> What needs to be done
Copy the lines below word for word, skipping any image.
───── Data records ─────
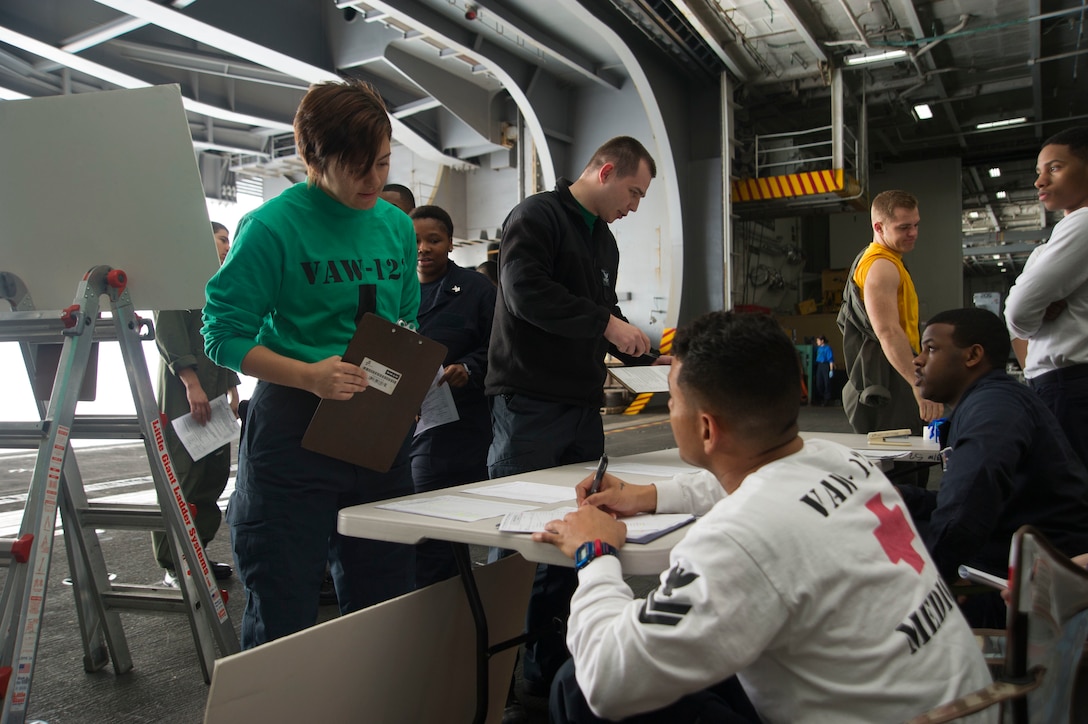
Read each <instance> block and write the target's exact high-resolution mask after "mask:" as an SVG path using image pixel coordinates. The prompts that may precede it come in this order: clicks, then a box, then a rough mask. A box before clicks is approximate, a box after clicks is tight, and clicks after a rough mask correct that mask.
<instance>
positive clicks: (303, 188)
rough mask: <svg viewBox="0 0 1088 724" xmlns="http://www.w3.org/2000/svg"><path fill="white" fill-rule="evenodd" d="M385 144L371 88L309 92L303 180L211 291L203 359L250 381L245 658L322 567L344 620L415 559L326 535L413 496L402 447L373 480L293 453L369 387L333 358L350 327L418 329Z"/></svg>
mask: <svg viewBox="0 0 1088 724" xmlns="http://www.w3.org/2000/svg"><path fill="white" fill-rule="evenodd" d="M391 138H392V125H391V123H390V118H388V113H387V112H386V110H385V106H384V103H383V102H382V99H381V97H380V96H379V95H378V93H376V91H375V90H374V89H373V88H372V87H371V86H370V85H368V84H363V83H359V82H355V81H348V82H344V83H323V84H319V85H314V86H312V87H311V88H310V90H309V91H308V93H307V94H306V97H305V98H302V101H301V103H300V105H299V108H298V112H297V113H296V115H295V142H296V146H297V148H298V155H299V157H300V158H301V159H302V161H304V162H305V163H306V165H307V173H308V177H307V181H306V182H305V183H299V184H296V185H294V186H292V187H289V188H287V189H286V191H284V192H283V193H282V194H280V196H277V197H275V198H273V199H271V200H269V201H268V203H265V204H264V205H263V206H261V207H260V208H258V209H256V210H255V211H252V212H251V213H249V214H247V216H246V217H245V218H244V219H243V220H242V222H240V224H239V225H238V231H237V234H236V238H235V244H234V249H233V250H232V253H231V255H230V258H228V259H227V260H226V263H224V265H223V267H222V268H221V269H220V271H219V272H218V273H217V274H215V275H214V277H213V278H212V279H211V281H210V282H208V287H207V297H208V298H207V304H206V305H205V327H203V329H202V333H203V336H205V341H206V346H207V351H208V356H209V357H210V358H211V359H212V360H213V361H215V363H217V364H219V365H222V366H224V367H230V368H231V369H235V370H238V371H240V372H244V373H246V375H249V376H252V377H256V378H258V380H259V382H258V384H257V389H256V391H255V392H254V395H252V397H251V400H250V403H249V409H248V414H247V419H246V428H245V437H244V439H243V440H242V444H240V447H239V453H238V475H237V481H236V486H235V492H234V494H233V495H232V498H231V503H230V506H228V508H227V521H228V523H230V524H231V531H232V540H233V543H232V544H233V549H234V556H235V564H236V566H237V569H238V574H239V577H240V578H242V581H243V584H244V585H245V589H246V610H245V613H244V615H243V621H242V646H243V648H244V649H248V648H252V647H255V646H258V645H260V643H263V642H265V641H270V640H272V639H275V638H280V637H282V636H286V635H288V634H293V633H295V631H297V630H300V629H302V628H306V627H308V626H311V625H312V624H313V623H314V622H316V621H317V615H318V592H319V589H320V586H321V581H322V578H323V576H324V570H325V562H326V561H327V563H329V566H330V570H331V572H332V575H333V580H334V582H335V585H336V594H337V599H338V600H339V605H341V611H342V613H348V612H350V611H355V610H358V609H361V608H363V606H367V605H371V604H373V603H378V602H380V601H384V600H386V599H390V598H393V597H395V596H399V594H400V593H404V592H407V591H409V590H411V588H412V567H413V557H412V555H413V554H412V549H411V547H407V545H397V544H393V543H384V542H378V541H370V540H363V539H358V538H346V537H342V536H341V535H339V533H337V532H336V513H337V511H338V510H339V508H342V507H345V506H348V505H355V504H358V503H364V502H371V501H374V500H382V499H385V498H393V496H396V495H405V494H410V493H411V492H412V482H411V471H410V468H409V464H408V449H409V445H410V435H409V438H408V439H406V440H405V443H404V445H401V450H400V452H399V453H398V455H397V459H396V463H394V465H393V467H392V468H391V469H390V471H388V473H382V474H379V473H374V471H372V470H368V469H364V468H360V467H357V466H355V465H353V464H350V463H344V462H341V461H337V459H333V458H331V457H326V456H324V455H321V454H318V453H313V452H310V451H307V450H302V447H301V438H302V434H304V432H305V431H306V428H307V425H308V424H309V421H310V418H311V417H312V415H313V410H314V409H316V408H317V405H318V402H319V401H320V400H322V398H326V400H347V398H349V397H350V396H351V395H354V394H355V393H357V392H360V391H362V390H364V389H366V386H367V379H366V373H364V372H363V371H362V370H361V369H360V368H359V367H357V366H354V365H349V364H347V363H344V361H341V357H339V355H342V354H343V353H344V351H345V349H346V348H347V344H348V341H349V340H350V339H351V334H353V333H354V332H355V328H356V322H357V320H358V319H359V318H360V317H361V316H362V315H363V314H364V312H368V311H371V312H374V314H376V315H379V316H381V317H383V318H385V319H387V320H390V321H394V322H397V321H404V322H406V323H411V324H415V322H416V314H417V310H418V307H419V281H418V279H417V277H416V273H415V269H413V267H415V263H413V262H415V258H416V235H415V230H413V228H412V223H411V221H410V220H409V219H408V217H407V216H405V214H404V213H403V212H401V211H400V210H399V209H397V208H395V207H394V206H392V205H390V204H387V203H386V201H384V200H382V199H381V198H379V193H380V192H381V191H382V187H383V186H384V185H385V180H386V176H387V175H388V169H390V143H391ZM366 443H367V441H366V440H360V441H359V444H366Z"/></svg>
─────
> Answer to this problem
Read each <instance> block and write the target's exact high-resolution mask after "mask:" as an SVG path using image pixel coordinates. The prompts that may precede it come in this order: clicks, then a box, then a rough mask. A box before clicks is approximate, a box after clicks is tight, and clicks after a rough mask correct that mask.
<instance>
positive clicks: (303, 188)
rough mask: <svg viewBox="0 0 1088 724" xmlns="http://www.w3.org/2000/svg"><path fill="white" fill-rule="evenodd" d="M385 144L371 88L309 92L303 180L211 291L203 359L250 381L245 658L322 567L344 620L415 559L326 535L413 496L402 447L373 480L293 453L369 387L333 358L350 327L418 329Z"/></svg>
mask: <svg viewBox="0 0 1088 724" xmlns="http://www.w3.org/2000/svg"><path fill="white" fill-rule="evenodd" d="M391 138H392V125H391V123H390V118H388V113H387V112H386V110H385V106H384V103H383V102H382V99H381V97H380V96H379V95H378V93H376V91H375V90H374V89H373V88H372V87H371V86H370V85H368V84H363V83H359V82H355V81H348V82H344V83H323V84H319V85H314V86H312V87H311V88H310V90H309V91H308V93H307V94H306V97H305V98H302V101H301V103H300V105H299V108H298V112H297V113H296V115H295V142H296V146H297V148H298V155H299V157H300V158H301V159H302V161H304V162H305V163H306V165H307V173H308V177H307V181H306V182H305V183H299V184H296V185H294V186H292V187H289V188H287V189H286V191H284V192H283V193H282V194H280V196H277V197H275V198H273V199H271V200H269V201H268V203H265V204H264V205H263V206H261V207H260V208H258V209H256V210H255V211H252V212H251V213H249V214H247V216H246V217H245V218H244V219H243V220H242V222H240V224H239V225H238V231H237V234H236V238H235V244H234V249H233V250H232V253H231V255H230V258H228V259H227V260H226V263H224V265H223V267H222V268H221V269H220V271H219V272H218V273H217V274H215V275H214V277H213V278H212V279H211V281H210V282H208V287H207V297H208V298H207V304H206V305H205V327H203V329H202V333H203V336H205V341H206V346H207V351H208V356H209V357H210V358H211V359H212V360H213V361H215V363H217V364H219V365H222V366H224V367H230V368H231V369H235V370H238V371H240V372H244V373H246V375H249V376H252V377H256V378H258V380H259V382H258V384H257V389H256V391H255V392H254V395H252V397H251V400H250V403H249V409H248V414H247V419H246V428H245V437H244V439H243V440H242V444H240V447H239V453H238V475H237V481H236V486H235V492H234V494H233V495H232V498H231V503H230V506H228V508H227V521H228V523H230V524H231V531H232V540H233V543H232V544H233V549H234V556H235V564H236V566H237V569H238V574H239V577H240V578H242V581H243V584H244V585H245V589H246V610H245V613H244V615H243V621H242V646H243V648H244V649H248V648H252V647H255V646H258V645H260V643H263V642H265V641H270V640H272V639H275V638H280V637H282V636H286V635H288V634H293V633H295V631H297V630H300V629H302V628H306V627H308V626H311V625H312V624H313V623H314V622H316V621H317V615H318V592H319V589H320V586H321V581H322V578H323V576H324V570H325V562H326V561H327V563H329V566H330V570H331V572H332V575H333V580H334V582H335V585H336V594H337V599H338V600H339V605H341V611H342V613H348V612H350V611H355V610H358V609H361V608H363V606H367V605H371V604H373V603H378V602H380V601H384V600H386V599H390V598H393V597H395V596H399V594H400V593H404V592H407V591H409V590H411V588H412V567H413V557H412V555H413V554H412V549H411V547H407V545H397V544H393V543H384V542H378V541H370V540H363V539H358V538H346V537H342V536H341V535H339V533H337V532H336V513H337V511H338V510H339V508H342V507H345V506H348V505H355V504H358V503H364V502H371V501H374V500H382V499H385V498H393V496H396V495H405V494H410V493H411V492H412V482H411V471H410V468H409V464H408V449H409V445H410V435H409V438H408V439H406V440H405V443H404V445H401V450H400V452H399V453H398V455H397V459H396V463H394V465H393V467H392V468H391V469H390V471H388V473H382V474H379V473H374V471H372V470H368V469H364V468H360V467H357V466H355V465H353V464H350V463H344V462H341V461H337V459H333V458H331V457H326V456H324V455H321V454H318V453H313V452H310V451H307V450H302V447H301V438H302V434H304V432H305V431H306V428H307V425H308V424H309V421H310V418H311V417H312V415H313V410H314V409H316V408H317V405H318V402H319V401H320V400H322V398H326V400H347V398H349V397H350V396H351V395H354V394H355V393H357V392H360V391H362V390H364V389H366V386H367V379H366V373H364V372H363V371H362V370H361V369H360V368H359V367H357V366H354V365H349V364H347V363H344V361H341V357H339V355H342V354H343V353H344V351H345V349H346V348H347V344H348V341H349V340H350V339H351V334H353V333H354V332H355V328H356V322H357V320H358V319H359V318H360V317H361V316H362V315H363V314H364V312H368V311H371V312H374V314H376V315H379V316H381V317H383V318H385V319H387V320H390V321H394V322H397V321H404V322H406V323H411V324H415V322H416V314H417V310H418V307H419V281H418V279H417V277H416V273H415V269H413V267H415V263H413V262H415V258H416V235H415V230H413V228H412V223H411V221H410V220H409V219H408V217H407V216H405V214H404V213H403V212H401V211H400V210H399V209H397V208H395V207H394V206H392V205H390V204H387V203H386V201H384V200H382V199H381V198H379V193H380V192H381V191H382V187H383V186H384V185H385V180H386V176H387V175H388V169H390V143H391ZM366 443H367V441H366V440H360V441H359V444H366Z"/></svg>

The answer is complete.